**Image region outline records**

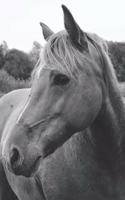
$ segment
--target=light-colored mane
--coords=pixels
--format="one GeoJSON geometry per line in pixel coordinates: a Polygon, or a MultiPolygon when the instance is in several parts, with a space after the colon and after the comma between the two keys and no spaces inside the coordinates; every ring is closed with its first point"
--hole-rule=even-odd
{"type": "Polygon", "coordinates": [[[66,31],[52,35],[42,49],[40,59],[35,67],[39,77],[44,68],[58,70],[69,76],[76,77],[80,66],[88,62],[86,52],[80,52],[73,46],[66,31]]]}

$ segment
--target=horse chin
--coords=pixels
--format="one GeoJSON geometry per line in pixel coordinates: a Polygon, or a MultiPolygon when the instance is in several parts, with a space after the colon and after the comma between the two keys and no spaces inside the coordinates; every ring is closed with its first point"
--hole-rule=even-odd
{"type": "Polygon", "coordinates": [[[6,163],[7,169],[16,176],[25,176],[27,178],[35,176],[35,174],[39,171],[41,162],[41,156],[39,156],[32,166],[26,166],[23,164],[18,168],[12,168],[6,163]]]}

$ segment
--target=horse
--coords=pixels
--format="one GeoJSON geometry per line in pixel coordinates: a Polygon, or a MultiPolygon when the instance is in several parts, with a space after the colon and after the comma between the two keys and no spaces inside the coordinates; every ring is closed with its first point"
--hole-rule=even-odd
{"type": "Polygon", "coordinates": [[[47,42],[31,89],[0,99],[0,192],[9,187],[9,200],[123,200],[125,109],[107,45],[62,9],[65,30],[40,24],[47,42]]]}

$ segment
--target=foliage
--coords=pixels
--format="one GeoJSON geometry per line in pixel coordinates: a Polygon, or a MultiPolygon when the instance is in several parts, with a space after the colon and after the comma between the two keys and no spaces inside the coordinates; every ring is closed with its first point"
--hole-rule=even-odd
{"type": "Polygon", "coordinates": [[[118,80],[125,81],[125,42],[108,42],[108,47],[118,80]]]}
{"type": "Polygon", "coordinates": [[[39,44],[37,41],[34,41],[33,47],[29,53],[30,59],[31,59],[32,63],[34,64],[34,66],[39,59],[41,49],[42,49],[41,44],[39,44]]]}
{"type": "Polygon", "coordinates": [[[0,92],[7,93],[14,89],[30,87],[30,80],[16,80],[5,70],[0,70],[0,92]]]}
{"type": "Polygon", "coordinates": [[[28,54],[12,49],[6,53],[4,60],[4,70],[14,78],[26,80],[30,77],[33,63],[28,54]]]}

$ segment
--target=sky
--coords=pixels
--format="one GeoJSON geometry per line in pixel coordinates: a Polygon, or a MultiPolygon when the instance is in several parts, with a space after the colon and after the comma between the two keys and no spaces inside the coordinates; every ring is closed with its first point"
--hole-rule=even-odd
{"type": "Polygon", "coordinates": [[[62,4],[84,31],[125,41],[125,0],[0,0],[0,43],[5,40],[9,48],[26,52],[33,41],[43,46],[39,22],[54,32],[63,30],[62,4]]]}

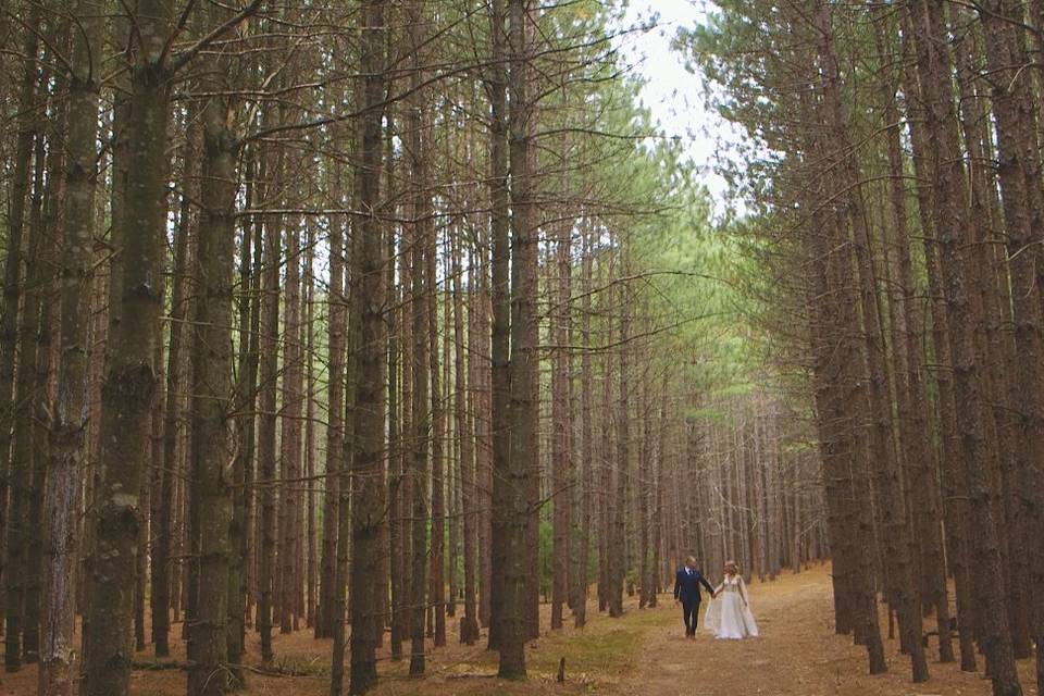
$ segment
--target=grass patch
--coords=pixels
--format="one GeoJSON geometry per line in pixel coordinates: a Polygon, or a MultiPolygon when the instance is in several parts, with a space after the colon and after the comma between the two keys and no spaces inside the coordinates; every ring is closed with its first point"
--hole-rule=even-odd
{"type": "Polygon", "coordinates": [[[637,671],[645,635],[650,629],[669,625],[673,618],[663,611],[632,609],[620,619],[607,618],[582,631],[544,637],[529,656],[531,671],[554,675],[564,657],[567,678],[587,674],[614,682],[630,676],[637,671]]]}

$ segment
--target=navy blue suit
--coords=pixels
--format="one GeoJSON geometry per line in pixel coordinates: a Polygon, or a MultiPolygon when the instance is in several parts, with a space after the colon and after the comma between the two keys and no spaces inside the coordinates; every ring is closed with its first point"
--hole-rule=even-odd
{"type": "Polygon", "coordinates": [[[711,595],[714,588],[710,586],[698,569],[682,568],[674,575],[674,599],[682,602],[682,617],[685,619],[685,635],[696,635],[696,621],[699,617],[699,586],[703,585],[711,595]]]}

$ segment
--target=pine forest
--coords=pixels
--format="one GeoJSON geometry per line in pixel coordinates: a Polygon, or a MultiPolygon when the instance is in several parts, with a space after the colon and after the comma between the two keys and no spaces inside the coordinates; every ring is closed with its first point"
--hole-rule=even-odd
{"type": "Polygon", "coordinates": [[[0,269],[2,696],[1044,696],[1044,0],[0,0],[0,269]]]}

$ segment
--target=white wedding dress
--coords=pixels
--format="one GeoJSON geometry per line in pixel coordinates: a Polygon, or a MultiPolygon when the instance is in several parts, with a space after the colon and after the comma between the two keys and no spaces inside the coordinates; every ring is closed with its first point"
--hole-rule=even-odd
{"type": "Polygon", "coordinates": [[[725,580],[714,589],[717,598],[707,605],[707,614],[704,620],[717,638],[739,641],[756,637],[758,624],[750,613],[747,600],[747,587],[743,577],[735,575],[725,580]]]}

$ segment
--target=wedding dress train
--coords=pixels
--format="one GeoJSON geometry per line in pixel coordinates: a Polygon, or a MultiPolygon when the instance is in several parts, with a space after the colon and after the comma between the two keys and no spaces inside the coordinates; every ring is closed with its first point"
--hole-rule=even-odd
{"type": "Polygon", "coordinates": [[[704,625],[712,631],[717,638],[738,641],[756,637],[758,624],[754,620],[754,614],[750,613],[743,577],[739,575],[725,577],[714,592],[718,597],[707,605],[704,625]]]}

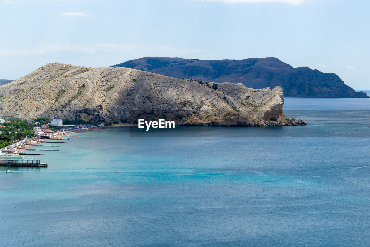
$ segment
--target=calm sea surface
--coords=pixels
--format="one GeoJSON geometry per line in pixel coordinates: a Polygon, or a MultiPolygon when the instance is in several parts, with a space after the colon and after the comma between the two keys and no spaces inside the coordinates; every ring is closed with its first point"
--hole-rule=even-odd
{"type": "Polygon", "coordinates": [[[0,173],[0,246],[369,246],[370,99],[285,103],[309,125],[56,144],[0,173]]]}

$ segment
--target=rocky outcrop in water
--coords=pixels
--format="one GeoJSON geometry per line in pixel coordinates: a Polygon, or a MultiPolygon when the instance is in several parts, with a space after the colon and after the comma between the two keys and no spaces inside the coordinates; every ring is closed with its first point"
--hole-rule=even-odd
{"type": "Polygon", "coordinates": [[[120,67],[92,69],[46,65],[0,86],[0,116],[115,124],[138,119],[174,121],[178,125],[289,125],[283,91],[241,83],[182,80],[120,67]]]}

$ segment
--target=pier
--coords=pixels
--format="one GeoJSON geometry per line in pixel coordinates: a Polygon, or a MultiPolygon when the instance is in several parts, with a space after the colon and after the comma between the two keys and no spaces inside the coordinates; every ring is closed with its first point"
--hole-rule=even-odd
{"type": "Polygon", "coordinates": [[[25,150],[32,150],[35,151],[37,150],[38,151],[59,151],[58,149],[34,149],[33,148],[23,148],[25,150]]]}
{"type": "Polygon", "coordinates": [[[0,164],[0,167],[47,167],[47,164],[46,163],[19,163],[14,164],[0,164]]]}
{"type": "Polygon", "coordinates": [[[19,153],[20,155],[44,155],[44,154],[24,154],[23,153],[19,153]]]}

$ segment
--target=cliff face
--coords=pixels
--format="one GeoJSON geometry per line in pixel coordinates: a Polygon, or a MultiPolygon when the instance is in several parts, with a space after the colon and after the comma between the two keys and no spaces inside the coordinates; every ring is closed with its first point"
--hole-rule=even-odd
{"type": "Polygon", "coordinates": [[[367,97],[365,93],[356,92],[345,84],[334,73],[323,73],[308,67],[295,69],[275,57],[239,60],[143,57],[115,66],[176,78],[242,83],[253,88],[279,86],[287,97],[367,97]]]}
{"type": "Polygon", "coordinates": [[[0,86],[0,116],[57,115],[116,123],[138,118],[179,125],[289,125],[281,88],[186,80],[120,67],[56,63],[0,86]]]}
{"type": "Polygon", "coordinates": [[[0,80],[0,85],[3,85],[9,83],[13,81],[11,80],[0,80]]]}

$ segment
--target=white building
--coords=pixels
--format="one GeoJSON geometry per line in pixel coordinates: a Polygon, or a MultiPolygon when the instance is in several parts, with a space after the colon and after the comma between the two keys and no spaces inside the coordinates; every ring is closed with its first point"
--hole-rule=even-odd
{"type": "Polygon", "coordinates": [[[41,133],[41,128],[40,127],[33,127],[33,131],[36,133],[41,133]]]}
{"type": "Polygon", "coordinates": [[[54,126],[61,126],[63,125],[63,121],[61,118],[58,118],[56,116],[53,118],[53,120],[50,123],[50,125],[54,126]]]}

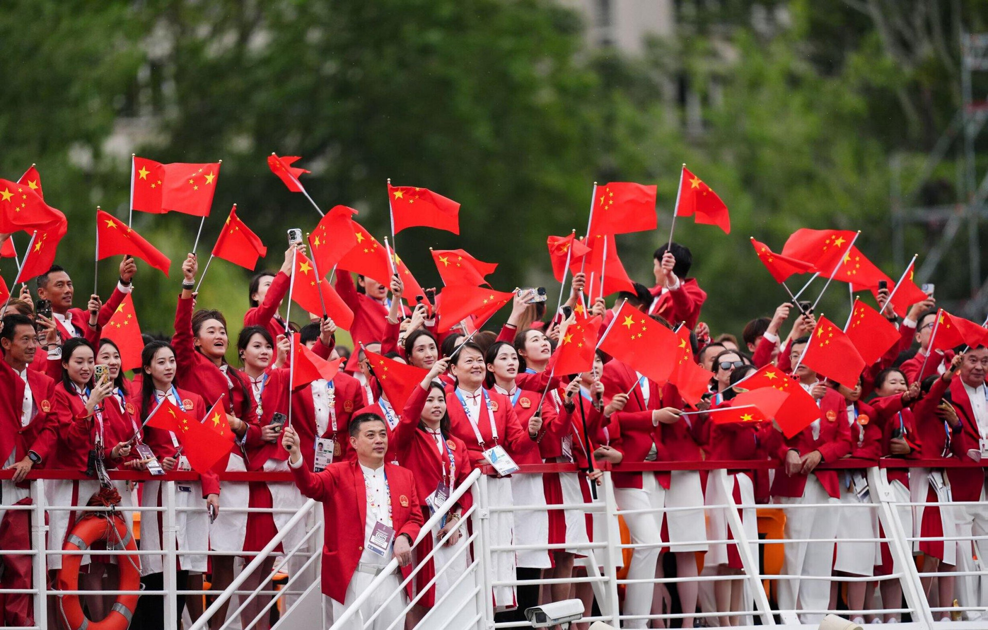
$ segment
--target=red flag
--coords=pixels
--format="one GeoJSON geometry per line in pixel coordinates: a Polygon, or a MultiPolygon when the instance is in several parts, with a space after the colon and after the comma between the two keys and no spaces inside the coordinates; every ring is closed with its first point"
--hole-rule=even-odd
{"type": "Polygon", "coordinates": [[[29,189],[38,194],[38,197],[44,198],[44,193],[41,192],[41,174],[38,172],[34,164],[28,167],[17,183],[26,184],[29,189]]]}
{"type": "Polygon", "coordinates": [[[800,228],[782,246],[782,256],[813,265],[813,271],[830,276],[837,263],[851,250],[856,232],[800,228]]]}
{"type": "Polygon", "coordinates": [[[182,212],[208,216],[219,177],[219,162],[161,164],[134,157],[130,171],[130,206],[140,212],[182,212]]]}
{"type": "Polygon", "coordinates": [[[547,245],[549,247],[549,260],[552,262],[552,275],[556,280],[561,282],[563,272],[566,270],[566,259],[569,257],[570,267],[573,263],[582,262],[590,248],[583,244],[583,241],[576,238],[576,234],[569,236],[550,236],[547,245]],[[573,252],[570,253],[570,248],[573,252]]]}
{"type": "Polygon", "coordinates": [[[822,316],[817,320],[806,345],[802,363],[848,387],[858,383],[858,377],[866,365],[844,331],[822,316]]]}
{"type": "Polygon", "coordinates": [[[861,300],[855,300],[848,338],[867,365],[873,364],[899,343],[901,335],[887,319],[861,300]]]}
{"type": "MultiPolygon", "coordinates": [[[[588,278],[590,277],[590,274],[594,275],[593,282],[590,282],[589,279],[587,280],[587,294],[590,296],[591,301],[597,299],[601,294],[600,282],[602,271],[604,273],[605,296],[617,293],[618,291],[633,293],[634,282],[628,277],[627,272],[624,271],[624,266],[618,257],[618,241],[614,235],[598,235],[588,239],[588,241],[591,251],[587,255],[587,264],[586,267],[583,267],[583,271],[587,274],[588,278]],[[607,243],[606,247],[605,242],[607,243]],[[605,249],[607,252],[604,251],[605,249]],[[604,265],[605,254],[607,255],[607,265],[604,265]]],[[[582,266],[582,262],[576,264],[570,262],[569,271],[571,274],[576,274],[582,266]]]]}
{"type": "MultiPolygon", "coordinates": [[[[226,414],[221,414],[221,417],[225,420],[226,414]]],[[[208,472],[217,464],[225,468],[226,458],[230,454],[228,438],[220,435],[218,431],[207,429],[167,398],[161,401],[147,425],[174,433],[182,443],[183,454],[189,458],[189,464],[196,472],[208,472]]]]}
{"type": "Polygon", "coordinates": [[[600,347],[659,385],[669,380],[678,364],[680,339],[641,311],[621,305],[600,347]]]}
{"type": "MultiPolygon", "coordinates": [[[[830,271],[833,272],[833,268],[830,271]]],[[[875,267],[874,263],[867,260],[867,257],[862,254],[857,247],[852,247],[844,255],[844,262],[837,268],[834,279],[842,282],[850,282],[852,288],[856,291],[866,288],[877,290],[878,282],[881,280],[891,283],[889,277],[880,269],[875,267]]]]}
{"type": "Polygon", "coordinates": [[[793,274],[805,274],[813,271],[811,264],[776,254],[769,249],[768,245],[759,243],[754,237],[751,239],[751,244],[755,248],[758,260],[762,262],[762,265],[765,265],[765,269],[769,270],[777,282],[784,282],[793,274]]]}
{"type": "Polygon", "coordinates": [[[301,158],[297,155],[283,155],[282,157],[278,157],[277,154],[272,153],[268,156],[268,168],[285,182],[285,186],[288,187],[288,190],[292,193],[302,192],[302,184],[298,181],[298,176],[302,173],[310,173],[310,171],[306,171],[305,169],[291,166],[299,159],[301,158]]]}
{"type": "Polygon", "coordinates": [[[646,232],[658,226],[654,186],[612,182],[597,188],[590,234],[646,232]]]}
{"type": "Polygon", "coordinates": [[[140,326],[137,324],[137,313],[133,310],[133,298],[130,293],[114,311],[110,321],[103,327],[103,337],[117,344],[121,351],[121,369],[136,369],[140,367],[140,353],[144,350],[144,340],[140,336],[140,326]]]}
{"type": "Polygon", "coordinates": [[[983,346],[988,331],[970,320],[950,315],[944,309],[940,309],[933,335],[934,338],[930,340],[929,352],[931,354],[938,350],[947,350],[957,346],[970,346],[971,348],[983,346]]]}
{"type": "Polygon", "coordinates": [[[792,437],[820,418],[820,408],[816,406],[816,401],[809,392],[774,364],[765,365],[739,381],[735,391],[754,391],[764,387],[775,387],[789,395],[776,412],[776,422],[786,437],[792,437]],[[742,389],[742,383],[747,389],[742,389]]]}
{"type": "Polygon", "coordinates": [[[97,260],[127,254],[161,270],[168,276],[172,262],[167,256],[145,241],[135,230],[127,227],[124,221],[103,210],[96,210],[97,260]]]}
{"type": "Polygon", "coordinates": [[[445,333],[470,317],[473,325],[481,328],[502,306],[515,297],[513,292],[495,291],[490,288],[454,284],[447,286],[436,298],[436,310],[439,312],[438,332],[445,333]]]}
{"type": "Polygon", "coordinates": [[[299,387],[304,387],[314,380],[323,378],[333,380],[336,373],[340,371],[340,363],[343,357],[328,361],[322,358],[301,343],[301,336],[298,333],[291,335],[292,357],[291,357],[291,391],[299,387]]]}
{"type": "Polygon", "coordinates": [[[322,313],[326,304],[326,315],[344,330],[354,325],[354,312],[343,301],[340,294],[325,278],[317,278],[312,261],[301,252],[295,252],[295,269],[291,275],[291,299],[309,313],[322,313]],[[318,282],[318,284],[317,284],[318,282]],[[322,291],[322,301],[319,291],[322,291]]]}
{"type": "Polygon", "coordinates": [[[380,383],[380,388],[384,390],[387,401],[395,410],[405,408],[408,397],[412,395],[422,379],[429,374],[428,369],[408,365],[366,349],[364,354],[368,357],[370,369],[377,377],[377,382],[380,383]]]}
{"type": "Polygon", "coordinates": [[[452,284],[467,284],[479,286],[490,283],[484,278],[493,274],[497,263],[484,263],[473,258],[464,250],[432,250],[436,269],[446,286],[452,284]]]}
{"type": "Polygon", "coordinates": [[[230,208],[230,215],[219,231],[212,255],[249,270],[256,269],[257,260],[268,255],[268,248],[261,238],[237,216],[236,203],[230,208]]]}
{"type": "Polygon", "coordinates": [[[557,374],[576,374],[594,368],[594,350],[601,334],[601,318],[578,319],[566,329],[549,366],[557,374]]]}
{"type": "Polygon", "coordinates": [[[394,233],[422,225],[459,234],[459,203],[413,186],[387,185],[394,233]]]}
{"type": "Polygon", "coordinates": [[[334,205],[312,230],[309,237],[312,260],[326,274],[357,246],[354,214],[357,210],[352,207],[334,205]]]}
{"type": "Polygon", "coordinates": [[[709,186],[685,166],[680,177],[676,216],[693,216],[698,223],[716,225],[728,234],[731,231],[731,217],[727,213],[727,206],[709,186]]]}
{"type": "Polygon", "coordinates": [[[693,348],[690,346],[690,328],[680,326],[675,334],[679,339],[676,347],[678,359],[673,373],[669,375],[669,382],[676,386],[683,400],[696,407],[706,393],[713,372],[704,369],[694,360],[693,348]]]}

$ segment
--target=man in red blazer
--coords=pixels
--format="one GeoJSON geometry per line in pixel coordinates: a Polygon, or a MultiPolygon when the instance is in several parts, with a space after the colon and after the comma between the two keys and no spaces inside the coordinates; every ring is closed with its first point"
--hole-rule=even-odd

**WHAT IS REQUIRED**
Show each line from the material above that contains the word "white", copying the whole line.

**RESULT OF THE TASK**
--target=white wedding dress
--target=white building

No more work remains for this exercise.